### MATERIAL FOR THIS EXERCISE ###
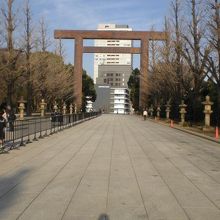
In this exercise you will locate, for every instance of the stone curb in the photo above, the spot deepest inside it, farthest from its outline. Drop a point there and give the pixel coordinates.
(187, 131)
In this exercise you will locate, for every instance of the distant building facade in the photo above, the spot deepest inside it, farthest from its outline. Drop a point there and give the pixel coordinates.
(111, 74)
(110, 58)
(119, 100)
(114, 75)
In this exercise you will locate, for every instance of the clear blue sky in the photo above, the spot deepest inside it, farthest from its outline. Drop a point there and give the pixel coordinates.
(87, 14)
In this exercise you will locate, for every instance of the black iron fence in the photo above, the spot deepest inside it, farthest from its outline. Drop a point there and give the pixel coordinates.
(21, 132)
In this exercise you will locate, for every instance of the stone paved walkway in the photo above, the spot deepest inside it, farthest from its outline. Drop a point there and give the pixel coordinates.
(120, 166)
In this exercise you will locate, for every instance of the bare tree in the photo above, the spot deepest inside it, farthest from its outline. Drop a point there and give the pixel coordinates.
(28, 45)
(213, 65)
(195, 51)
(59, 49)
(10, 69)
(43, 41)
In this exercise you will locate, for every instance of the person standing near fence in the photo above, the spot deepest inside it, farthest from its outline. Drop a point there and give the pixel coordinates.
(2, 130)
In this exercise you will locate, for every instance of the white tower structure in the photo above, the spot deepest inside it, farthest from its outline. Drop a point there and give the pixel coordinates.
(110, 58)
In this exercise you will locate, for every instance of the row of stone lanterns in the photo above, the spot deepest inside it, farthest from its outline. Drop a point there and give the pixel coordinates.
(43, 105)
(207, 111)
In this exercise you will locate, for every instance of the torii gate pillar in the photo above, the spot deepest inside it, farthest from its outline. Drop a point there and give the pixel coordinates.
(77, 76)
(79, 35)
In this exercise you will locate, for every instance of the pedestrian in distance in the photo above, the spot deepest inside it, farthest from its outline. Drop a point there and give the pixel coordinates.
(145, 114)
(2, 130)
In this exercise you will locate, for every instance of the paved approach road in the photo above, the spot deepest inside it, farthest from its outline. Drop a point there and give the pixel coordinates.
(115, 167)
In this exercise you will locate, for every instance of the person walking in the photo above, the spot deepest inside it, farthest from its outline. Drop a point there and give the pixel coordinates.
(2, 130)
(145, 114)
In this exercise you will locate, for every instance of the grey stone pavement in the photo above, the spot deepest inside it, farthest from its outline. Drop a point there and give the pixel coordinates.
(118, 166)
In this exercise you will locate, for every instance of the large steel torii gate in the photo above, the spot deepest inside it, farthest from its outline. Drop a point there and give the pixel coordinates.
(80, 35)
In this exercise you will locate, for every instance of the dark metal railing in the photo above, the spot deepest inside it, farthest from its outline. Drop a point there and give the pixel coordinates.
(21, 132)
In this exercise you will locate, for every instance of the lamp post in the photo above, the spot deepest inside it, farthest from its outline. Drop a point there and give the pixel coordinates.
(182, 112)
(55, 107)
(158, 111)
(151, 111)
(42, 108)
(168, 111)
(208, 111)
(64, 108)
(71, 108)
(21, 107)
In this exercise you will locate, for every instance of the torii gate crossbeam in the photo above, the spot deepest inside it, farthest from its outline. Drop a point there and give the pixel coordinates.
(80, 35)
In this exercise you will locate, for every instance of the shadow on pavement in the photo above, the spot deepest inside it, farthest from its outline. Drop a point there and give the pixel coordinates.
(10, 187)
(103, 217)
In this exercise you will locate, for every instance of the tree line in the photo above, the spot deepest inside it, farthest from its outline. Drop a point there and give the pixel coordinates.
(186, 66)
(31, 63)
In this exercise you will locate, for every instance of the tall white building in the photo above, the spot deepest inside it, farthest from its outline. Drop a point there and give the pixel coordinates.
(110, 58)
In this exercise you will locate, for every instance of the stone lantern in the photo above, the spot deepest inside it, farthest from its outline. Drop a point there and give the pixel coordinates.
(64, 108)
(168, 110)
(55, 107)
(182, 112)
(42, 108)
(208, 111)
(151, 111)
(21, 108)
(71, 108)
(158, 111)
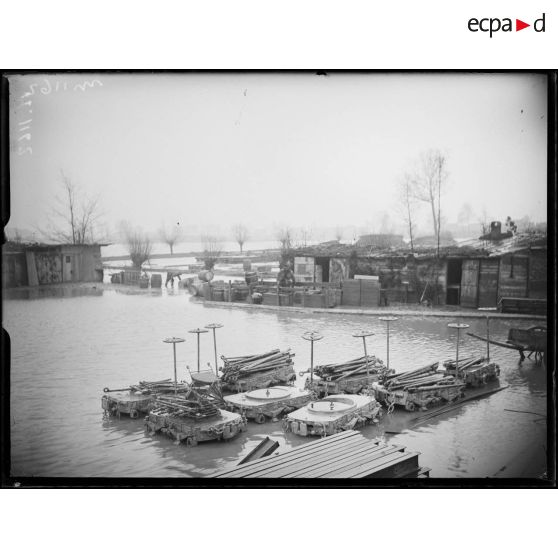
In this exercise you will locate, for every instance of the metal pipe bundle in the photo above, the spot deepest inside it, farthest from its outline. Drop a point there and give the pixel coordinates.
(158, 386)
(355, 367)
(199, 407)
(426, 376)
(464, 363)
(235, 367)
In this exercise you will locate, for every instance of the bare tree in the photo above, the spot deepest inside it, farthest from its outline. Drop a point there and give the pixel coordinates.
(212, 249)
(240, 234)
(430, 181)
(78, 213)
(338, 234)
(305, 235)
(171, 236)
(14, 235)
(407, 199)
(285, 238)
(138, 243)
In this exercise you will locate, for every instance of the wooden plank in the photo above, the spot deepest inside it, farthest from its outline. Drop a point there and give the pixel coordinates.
###
» AIM OF THE EXERCISE: Give back every record above exactly as written, skipping each picture.

» TASK SOLUTION:
In this exercise you will locate, for every instance of the stone curb in the photo above, the spot deepest inside it, farthest from its outline. Drop a point there and give the pixel coordinates.
(187, 131)
In this exercise you will locate, for every instance of the distant building facade in the photo above, the spot deepest inside it, farthest from its outline. Drop a point there and give the pixel coordinates.
(111, 74)
(110, 58)
(119, 100)
(114, 75)
In this exercise you will locate, for every instance of the clear blue sky in the photo above, the spot deepest inside it, farthest from its outline. Drop a point there and give the pixel coordinates.
(87, 14)
In this exercise you will locate, for every instance of the black iron fence in the photo above, the spot deepest inside it, farthest from its outline. Drop a point there and give the pixel coordinates.
(21, 132)
In this exercise you will locate, for every instance of the stone paved walkway in the photo above, the spot deepest inside it, farthest from its outline. Drop a point there and give the pixel coordinates.
(120, 166)
In this exercise you will locate, for every instance of the bare tree in the photo above, the spot deepest inside it, farthest from its outline. Drop a point there and give the pixel coordinates.
(28, 45)
(213, 65)
(195, 51)
(59, 49)
(10, 69)
(43, 41)
In this exercise you will locate, for every instance of the person standing near fence in the photo above, the spot deepest inside it, farthest from its outline. Drop a point there and give the pixel coordinates.
(2, 130)
In this exercise you will locate, for every instance of the white tower structure in the photo above, the spot deepest inside it, farthest from its outline. Drop a point there and give the pixel coordinates.
(110, 58)
In this exercise you will locate, for every instance of the row of stone lanterns in the photo above, the spot deepest inside it, farthest from its outline. Drop a point there and give the pixel coordinates.
(43, 105)
(207, 111)
In this exercise you will locate, for every instance of the torii gate pillar in the photo above, the spot deepest inside it, farthest from its outline. Drop a point there and give the pixel coordinates.
(77, 76)
(79, 35)
In this exercise you will locate, for every instance of the pedestrian in distance in the photo above, the spot deepest inside it, farthest from its outline. Drop a point there and give the pixel coordinates.
(145, 114)
(2, 130)
In this exercise you will locate, for every instance of the paved approach road in the photo above, the spot deepest inside it, farthest from its outline. Drop a point there and give the pixel coordinates.
(115, 167)
In this exercise you will locate, for every instance of the person walking in the photo above, the spot deepest inside it, farthest from its outline. Drop a point there and give the pixel coordinates.
(2, 130)
(145, 114)
In this exercise you will locate, for every instance of the grey stone pavement in the photo above, the spot deepest inside it, farthest from its outline. Drop a point there and give the pixel coordinates.
(118, 166)
In this exercise you will locate, for every instance of the large steel torii gate in the photo above, the spot deepest inside it, farthest from its outline. Drop a point there and give the pixel coordinates.
(80, 35)
In this exercise you will locate, for every instance of the dark metal railing in the photo above, the spot deepest inside it, farthest from its outline. Drop a point there and give the pixel coordinates.
(21, 132)
In this exercise you will locate, for every instance of the lamp post in the photo above, the spot deepest inside it, farthest from its outline. Drop a point there and give the pixel coordinates.
(182, 112)
(55, 107)
(158, 111)
(151, 111)
(42, 108)
(168, 111)
(208, 111)
(64, 108)
(71, 108)
(21, 107)
In this exercise you will locate, for every instance of the torii gate crossbeam in the photo above, the spot deepest inside it, farthest from its outline. Drop a point there and give the pixel coordinates.
(80, 35)
In this exercise you will locate, for every instance of the shadow on pavement in the photo above, the spot deepest inside it, farthest from its outline. Drop a point there and give the pixel coordinates.
(10, 187)
(103, 217)
In this exercise you will locate, for every instance of the tree line in the photo above, the spot deepest inside it, farthest from its outline. Drop a point there and give the pixel coordinates.
(186, 66)
(31, 63)
In this exercise you will locate, for every instance of the tall white building in the photo above, the spot deepest inside it, farthest from its outline. Drop a point there and give the pixel coordinates.
(110, 58)
In this exercise you will locate, for every instance of the stone lantern in the photo above, the spot deepest inside it, farthest from its outline. Drop a point there and give the pixel coordinates.
(64, 108)
(168, 110)
(55, 107)
(182, 112)
(42, 108)
(208, 111)
(151, 111)
(21, 108)
(71, 108)
(158, 111)
In this exercise you will locate, for every instance of the metal pipe bundle in the photo above, the spot deepest inside it, farthest from its outline. Drop a point there and give the pixel coordinates.
(158, 386)
(355, 367)
(199, 407)
(426, 376)
(464, 363)
(235, 367)
In this exercise you will locate, for every instance of the bare tree in the photo above, the spot deepest inside it, farthest from its outline. Drop a point there and give the pixel coordinates.
(212, 249)
(240, 234)
(430, 181)
(78, 213)
(338, 234)
(305, 235)
(171, 236)
(14, 235)
(407, 199)
(285, 238)
(138, 243)
In this exercise you will locate, for every instance of the wooden plank in the photo above, the spot deepest inside it, farthest from its outline. Drop a point there and give the pixel coordinates.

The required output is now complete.